Exercise prompt: Without any pictures, print the lines below from the one that has "Target: white window frame" through the one that has "Target: boulder pile", exactly and nothing else.

Dataset entries:
== Segment start ==

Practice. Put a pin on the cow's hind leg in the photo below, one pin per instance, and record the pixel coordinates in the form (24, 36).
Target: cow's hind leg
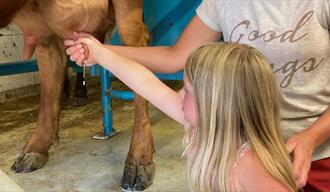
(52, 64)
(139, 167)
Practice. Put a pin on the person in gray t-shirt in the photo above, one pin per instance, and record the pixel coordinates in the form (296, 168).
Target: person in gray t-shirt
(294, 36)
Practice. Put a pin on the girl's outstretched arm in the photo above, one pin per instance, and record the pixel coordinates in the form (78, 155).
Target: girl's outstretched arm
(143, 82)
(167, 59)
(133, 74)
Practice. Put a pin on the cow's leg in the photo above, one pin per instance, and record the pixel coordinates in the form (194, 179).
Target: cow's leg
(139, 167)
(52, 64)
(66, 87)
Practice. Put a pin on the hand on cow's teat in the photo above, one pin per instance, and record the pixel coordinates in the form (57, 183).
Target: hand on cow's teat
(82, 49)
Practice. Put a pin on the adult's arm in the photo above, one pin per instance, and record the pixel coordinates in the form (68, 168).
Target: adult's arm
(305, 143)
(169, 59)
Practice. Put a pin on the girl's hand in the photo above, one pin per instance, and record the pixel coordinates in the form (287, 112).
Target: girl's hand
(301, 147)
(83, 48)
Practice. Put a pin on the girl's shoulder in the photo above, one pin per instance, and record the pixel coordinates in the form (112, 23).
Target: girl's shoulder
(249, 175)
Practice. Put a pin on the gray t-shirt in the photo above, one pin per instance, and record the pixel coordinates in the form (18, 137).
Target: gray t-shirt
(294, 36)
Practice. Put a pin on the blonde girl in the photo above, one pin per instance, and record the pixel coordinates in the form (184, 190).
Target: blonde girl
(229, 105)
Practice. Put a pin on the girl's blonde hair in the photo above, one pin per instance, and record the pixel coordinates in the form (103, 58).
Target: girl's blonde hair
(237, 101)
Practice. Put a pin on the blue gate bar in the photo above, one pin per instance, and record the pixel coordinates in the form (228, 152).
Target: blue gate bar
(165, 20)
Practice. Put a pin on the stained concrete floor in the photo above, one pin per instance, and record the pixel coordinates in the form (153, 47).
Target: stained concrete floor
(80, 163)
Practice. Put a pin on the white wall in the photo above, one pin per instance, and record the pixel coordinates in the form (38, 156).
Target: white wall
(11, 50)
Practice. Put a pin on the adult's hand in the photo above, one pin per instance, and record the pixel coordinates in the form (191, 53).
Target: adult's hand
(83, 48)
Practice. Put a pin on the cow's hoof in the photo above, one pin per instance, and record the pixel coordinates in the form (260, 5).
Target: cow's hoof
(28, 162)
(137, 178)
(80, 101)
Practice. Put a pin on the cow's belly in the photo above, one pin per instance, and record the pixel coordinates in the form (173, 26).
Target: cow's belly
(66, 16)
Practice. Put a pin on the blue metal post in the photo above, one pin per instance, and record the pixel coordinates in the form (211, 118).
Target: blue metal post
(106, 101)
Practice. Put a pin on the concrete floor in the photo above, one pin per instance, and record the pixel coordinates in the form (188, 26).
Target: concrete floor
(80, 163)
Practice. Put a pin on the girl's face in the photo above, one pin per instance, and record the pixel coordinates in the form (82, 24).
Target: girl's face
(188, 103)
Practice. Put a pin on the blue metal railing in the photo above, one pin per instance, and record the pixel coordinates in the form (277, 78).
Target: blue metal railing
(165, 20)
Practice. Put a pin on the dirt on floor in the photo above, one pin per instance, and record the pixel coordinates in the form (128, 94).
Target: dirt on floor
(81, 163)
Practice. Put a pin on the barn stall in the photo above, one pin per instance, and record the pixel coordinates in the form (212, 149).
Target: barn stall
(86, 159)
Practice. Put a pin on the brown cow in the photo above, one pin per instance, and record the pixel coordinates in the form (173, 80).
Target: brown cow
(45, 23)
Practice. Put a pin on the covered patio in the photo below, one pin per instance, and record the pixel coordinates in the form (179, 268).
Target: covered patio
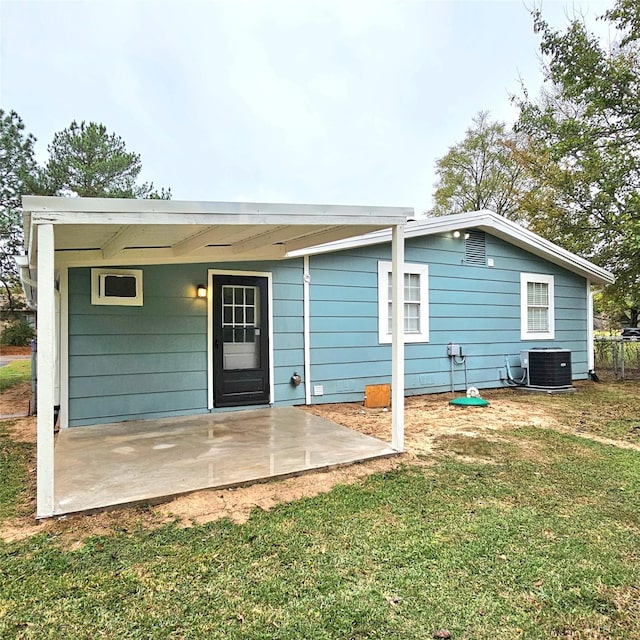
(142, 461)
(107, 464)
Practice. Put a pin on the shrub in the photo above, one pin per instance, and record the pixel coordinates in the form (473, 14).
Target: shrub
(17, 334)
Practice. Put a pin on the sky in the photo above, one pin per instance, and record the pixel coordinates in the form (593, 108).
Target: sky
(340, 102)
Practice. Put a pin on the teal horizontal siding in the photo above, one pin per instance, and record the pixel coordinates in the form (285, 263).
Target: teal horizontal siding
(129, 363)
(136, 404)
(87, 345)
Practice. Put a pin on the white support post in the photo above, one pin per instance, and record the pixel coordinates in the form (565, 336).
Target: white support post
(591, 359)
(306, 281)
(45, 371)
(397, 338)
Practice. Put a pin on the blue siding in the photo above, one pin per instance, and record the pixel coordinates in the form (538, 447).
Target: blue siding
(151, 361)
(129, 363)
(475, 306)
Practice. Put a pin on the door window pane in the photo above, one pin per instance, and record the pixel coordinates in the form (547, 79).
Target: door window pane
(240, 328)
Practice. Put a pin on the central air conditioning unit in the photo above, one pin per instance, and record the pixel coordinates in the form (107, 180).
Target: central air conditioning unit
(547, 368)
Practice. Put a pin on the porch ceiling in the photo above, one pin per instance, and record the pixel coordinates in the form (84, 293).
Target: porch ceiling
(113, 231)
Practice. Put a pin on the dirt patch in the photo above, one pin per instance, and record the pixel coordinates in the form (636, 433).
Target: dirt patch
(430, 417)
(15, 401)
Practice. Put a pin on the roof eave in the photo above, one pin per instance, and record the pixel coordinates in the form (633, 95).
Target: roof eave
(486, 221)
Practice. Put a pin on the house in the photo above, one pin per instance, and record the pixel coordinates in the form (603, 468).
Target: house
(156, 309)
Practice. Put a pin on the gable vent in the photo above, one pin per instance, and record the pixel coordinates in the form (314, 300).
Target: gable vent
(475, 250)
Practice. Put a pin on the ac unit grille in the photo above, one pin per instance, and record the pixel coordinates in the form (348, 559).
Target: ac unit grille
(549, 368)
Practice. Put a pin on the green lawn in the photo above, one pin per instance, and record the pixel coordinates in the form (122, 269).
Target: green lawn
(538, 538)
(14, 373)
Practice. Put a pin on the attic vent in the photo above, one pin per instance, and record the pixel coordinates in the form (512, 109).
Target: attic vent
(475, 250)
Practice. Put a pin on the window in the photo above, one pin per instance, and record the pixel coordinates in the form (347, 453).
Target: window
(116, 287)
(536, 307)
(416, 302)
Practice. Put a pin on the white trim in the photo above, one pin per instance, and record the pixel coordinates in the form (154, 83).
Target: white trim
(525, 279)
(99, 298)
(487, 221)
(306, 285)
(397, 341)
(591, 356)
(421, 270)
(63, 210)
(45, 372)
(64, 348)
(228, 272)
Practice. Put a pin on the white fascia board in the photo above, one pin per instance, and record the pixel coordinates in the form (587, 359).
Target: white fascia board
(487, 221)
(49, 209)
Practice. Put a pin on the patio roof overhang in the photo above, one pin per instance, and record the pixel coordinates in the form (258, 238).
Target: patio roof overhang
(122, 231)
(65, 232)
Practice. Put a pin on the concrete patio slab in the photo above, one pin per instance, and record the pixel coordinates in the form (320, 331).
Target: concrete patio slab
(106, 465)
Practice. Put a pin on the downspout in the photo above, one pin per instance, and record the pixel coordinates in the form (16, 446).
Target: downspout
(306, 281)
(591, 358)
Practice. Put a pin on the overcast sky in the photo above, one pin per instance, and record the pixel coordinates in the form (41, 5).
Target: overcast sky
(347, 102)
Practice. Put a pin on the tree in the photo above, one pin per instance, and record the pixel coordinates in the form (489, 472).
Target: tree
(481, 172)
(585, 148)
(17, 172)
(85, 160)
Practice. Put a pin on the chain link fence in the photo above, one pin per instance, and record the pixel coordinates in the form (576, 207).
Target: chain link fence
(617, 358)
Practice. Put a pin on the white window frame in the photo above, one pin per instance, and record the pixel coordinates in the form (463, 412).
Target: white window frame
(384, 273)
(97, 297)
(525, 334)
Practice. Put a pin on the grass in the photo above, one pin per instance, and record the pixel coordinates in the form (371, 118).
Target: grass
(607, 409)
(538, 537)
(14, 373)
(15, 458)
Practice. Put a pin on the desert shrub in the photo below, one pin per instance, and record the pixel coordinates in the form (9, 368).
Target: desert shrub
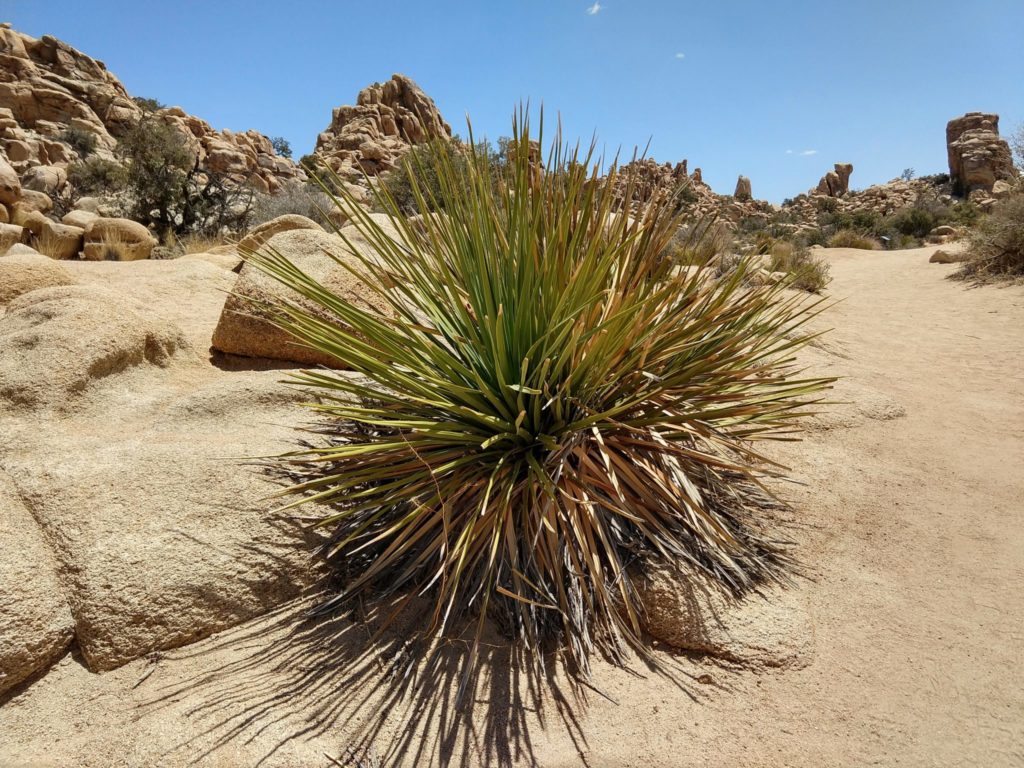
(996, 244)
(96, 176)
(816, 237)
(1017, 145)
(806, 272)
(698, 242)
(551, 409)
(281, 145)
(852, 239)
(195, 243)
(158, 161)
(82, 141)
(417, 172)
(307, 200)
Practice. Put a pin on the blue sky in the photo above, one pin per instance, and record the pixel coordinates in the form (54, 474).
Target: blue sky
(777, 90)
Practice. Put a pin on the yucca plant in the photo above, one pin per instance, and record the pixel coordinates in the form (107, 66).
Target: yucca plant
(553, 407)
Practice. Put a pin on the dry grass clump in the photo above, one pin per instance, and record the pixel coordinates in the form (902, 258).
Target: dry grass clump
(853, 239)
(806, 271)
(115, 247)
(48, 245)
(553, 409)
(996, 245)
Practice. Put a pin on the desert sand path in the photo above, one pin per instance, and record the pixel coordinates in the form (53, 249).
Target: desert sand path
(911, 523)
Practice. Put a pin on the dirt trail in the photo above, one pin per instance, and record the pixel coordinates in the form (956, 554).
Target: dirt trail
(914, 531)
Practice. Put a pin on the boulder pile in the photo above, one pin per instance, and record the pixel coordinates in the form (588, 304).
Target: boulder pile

== Segment end ==
== Segment start ==

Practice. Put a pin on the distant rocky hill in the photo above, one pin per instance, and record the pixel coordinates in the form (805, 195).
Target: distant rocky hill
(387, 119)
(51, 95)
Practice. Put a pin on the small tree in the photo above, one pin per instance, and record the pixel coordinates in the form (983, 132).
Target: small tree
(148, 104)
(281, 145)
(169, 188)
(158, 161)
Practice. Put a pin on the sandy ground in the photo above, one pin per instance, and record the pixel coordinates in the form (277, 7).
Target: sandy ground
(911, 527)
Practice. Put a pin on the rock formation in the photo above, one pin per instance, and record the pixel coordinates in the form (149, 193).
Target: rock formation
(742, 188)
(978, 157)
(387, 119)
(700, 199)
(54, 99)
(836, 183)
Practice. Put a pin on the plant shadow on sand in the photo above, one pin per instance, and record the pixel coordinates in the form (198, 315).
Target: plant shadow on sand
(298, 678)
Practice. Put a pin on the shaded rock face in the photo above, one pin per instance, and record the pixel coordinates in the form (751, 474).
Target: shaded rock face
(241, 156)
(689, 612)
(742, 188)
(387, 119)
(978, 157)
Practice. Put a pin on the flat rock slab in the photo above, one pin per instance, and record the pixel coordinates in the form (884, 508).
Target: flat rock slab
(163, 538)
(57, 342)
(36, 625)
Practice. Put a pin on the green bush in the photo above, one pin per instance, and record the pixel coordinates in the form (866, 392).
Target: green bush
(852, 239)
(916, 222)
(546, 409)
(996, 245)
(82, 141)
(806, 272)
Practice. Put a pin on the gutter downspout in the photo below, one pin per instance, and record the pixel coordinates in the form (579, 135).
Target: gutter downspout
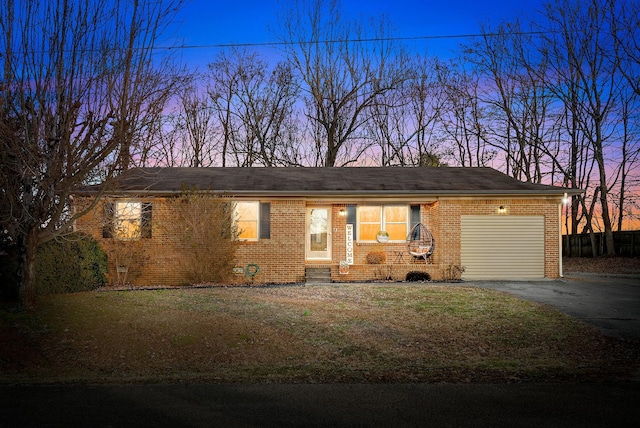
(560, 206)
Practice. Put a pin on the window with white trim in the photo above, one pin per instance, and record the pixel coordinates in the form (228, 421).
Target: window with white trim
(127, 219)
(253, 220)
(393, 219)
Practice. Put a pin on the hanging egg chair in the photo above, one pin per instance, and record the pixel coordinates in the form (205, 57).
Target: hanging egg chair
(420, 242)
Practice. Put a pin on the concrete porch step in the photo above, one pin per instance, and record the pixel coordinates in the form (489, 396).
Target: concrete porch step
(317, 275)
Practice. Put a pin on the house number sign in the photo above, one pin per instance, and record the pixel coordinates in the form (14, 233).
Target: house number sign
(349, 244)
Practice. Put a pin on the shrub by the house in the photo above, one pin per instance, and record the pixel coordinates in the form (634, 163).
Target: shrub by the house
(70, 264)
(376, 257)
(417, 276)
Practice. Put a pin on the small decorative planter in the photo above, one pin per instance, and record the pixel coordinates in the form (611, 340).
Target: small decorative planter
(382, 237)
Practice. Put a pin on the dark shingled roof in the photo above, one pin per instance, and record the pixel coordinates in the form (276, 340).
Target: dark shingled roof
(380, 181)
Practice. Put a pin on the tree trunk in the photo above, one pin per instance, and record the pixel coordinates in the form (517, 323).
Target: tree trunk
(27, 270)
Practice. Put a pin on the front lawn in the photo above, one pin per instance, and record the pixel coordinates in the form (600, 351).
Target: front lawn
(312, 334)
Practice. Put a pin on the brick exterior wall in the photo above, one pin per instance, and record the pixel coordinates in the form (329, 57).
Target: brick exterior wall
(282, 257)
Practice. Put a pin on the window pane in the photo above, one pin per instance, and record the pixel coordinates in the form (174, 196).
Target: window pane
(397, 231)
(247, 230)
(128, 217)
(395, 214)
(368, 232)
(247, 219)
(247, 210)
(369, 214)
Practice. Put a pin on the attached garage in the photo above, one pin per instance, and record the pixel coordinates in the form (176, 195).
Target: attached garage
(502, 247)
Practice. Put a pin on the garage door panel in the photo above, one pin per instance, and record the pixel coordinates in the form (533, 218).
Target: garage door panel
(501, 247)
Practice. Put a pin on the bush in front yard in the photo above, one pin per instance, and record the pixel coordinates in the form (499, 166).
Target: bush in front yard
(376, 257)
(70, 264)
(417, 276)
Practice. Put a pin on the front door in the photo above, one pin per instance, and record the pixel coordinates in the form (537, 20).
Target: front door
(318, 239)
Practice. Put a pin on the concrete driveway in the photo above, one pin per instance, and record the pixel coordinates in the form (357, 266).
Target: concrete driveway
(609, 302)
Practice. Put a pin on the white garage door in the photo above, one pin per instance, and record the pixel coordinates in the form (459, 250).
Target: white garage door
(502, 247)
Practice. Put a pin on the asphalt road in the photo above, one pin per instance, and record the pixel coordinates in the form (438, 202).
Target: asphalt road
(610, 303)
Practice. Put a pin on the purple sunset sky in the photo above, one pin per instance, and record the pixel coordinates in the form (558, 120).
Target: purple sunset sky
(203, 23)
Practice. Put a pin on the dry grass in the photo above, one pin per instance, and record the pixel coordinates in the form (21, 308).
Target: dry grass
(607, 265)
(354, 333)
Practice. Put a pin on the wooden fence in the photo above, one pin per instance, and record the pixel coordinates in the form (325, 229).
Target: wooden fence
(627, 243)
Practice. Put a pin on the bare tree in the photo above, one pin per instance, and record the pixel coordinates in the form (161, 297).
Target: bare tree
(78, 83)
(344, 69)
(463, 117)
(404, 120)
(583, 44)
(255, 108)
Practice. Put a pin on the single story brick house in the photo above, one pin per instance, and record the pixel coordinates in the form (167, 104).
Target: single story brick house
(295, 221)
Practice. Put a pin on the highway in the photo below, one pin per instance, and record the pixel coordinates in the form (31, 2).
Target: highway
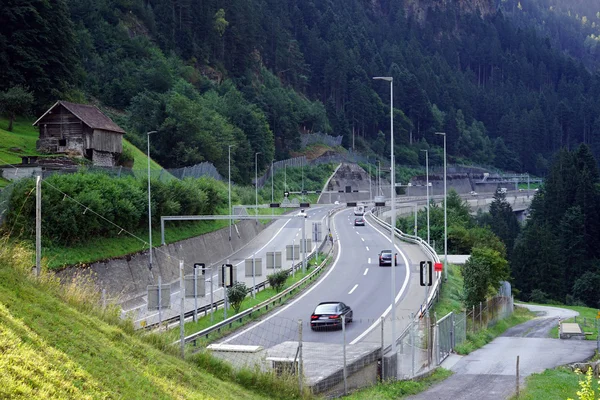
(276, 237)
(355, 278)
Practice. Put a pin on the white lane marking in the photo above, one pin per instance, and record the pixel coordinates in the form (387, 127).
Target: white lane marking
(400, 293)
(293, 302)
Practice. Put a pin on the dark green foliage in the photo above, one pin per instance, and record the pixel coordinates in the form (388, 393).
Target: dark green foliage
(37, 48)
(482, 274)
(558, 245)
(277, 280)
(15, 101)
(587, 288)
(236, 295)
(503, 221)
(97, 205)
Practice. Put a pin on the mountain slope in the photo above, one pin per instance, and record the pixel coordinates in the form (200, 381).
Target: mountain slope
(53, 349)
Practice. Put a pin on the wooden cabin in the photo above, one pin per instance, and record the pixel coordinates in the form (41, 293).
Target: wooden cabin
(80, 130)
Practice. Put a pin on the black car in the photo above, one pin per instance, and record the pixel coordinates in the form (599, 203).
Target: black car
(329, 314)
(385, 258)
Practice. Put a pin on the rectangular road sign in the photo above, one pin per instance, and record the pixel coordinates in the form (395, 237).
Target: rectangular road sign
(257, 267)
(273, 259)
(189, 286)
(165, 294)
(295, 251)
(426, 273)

== Segment end ==

Solution for this exercise:
Target: white window frame
(384, 273)
(97, 297)
(525, 334)
Practice. Put a pin on the grass in the photo above, one pin per instance, and record the pixel coordinates in the form (371, 118).
Target: grass
(607, 409)
(538, 537)
(14, 373)
(15, 458)
Practice. Put a pin on the desert shrub in the photo below, one pin per instance, and record the pixel coordinates in the form (9, 368).
Target: desert shrub
(996, 244)
(96, 176)
(816, 237)
(1017, 145)
(806, 272)
(698, 242)
(551, 409)
(281, 145)
(852, 239)
(195, 243)
(158, 161)
(82, 141)
(417, 172)
(307, 200)
Practice. Put a pin on the blue sky in the photo above, one pin per instance, and record the pixel coordinates in the form (54, 474).
Target: blue sky
(777, 90)
Practice. Put a pin on the yucca plant in the photo above, one pin per instance, and record the pixel coordinates in the form (107, 66).
Target: yucca plant
(553, 407)
Practice. Put a pin on the dry grass clump in the photo above, one pin per instance, and record the pixel coordinates in the form (902, 258).
Target: dry grass clump
(853, 239)
(806, 271)
(115, 247)
(48, 245)
(553, 409)
(996, 245)
Practice. Put a pin on the desert sand path in the photo above, one pin per instance, and record the pixel coordinates in the form (53, 249).
Target: desert sand path
(911, 523)
Practice. Put a pin on the dirt trail in the photo above, one pin per instance, and record the pixel coordinates in the form (956, 554).
Target: dirt trail
(914, 531)
Practice. Put a pin on the boulder pile in the photo above, one pin per instance, and record the pixel coordinates in the form (588, 304).
Target: boulder pile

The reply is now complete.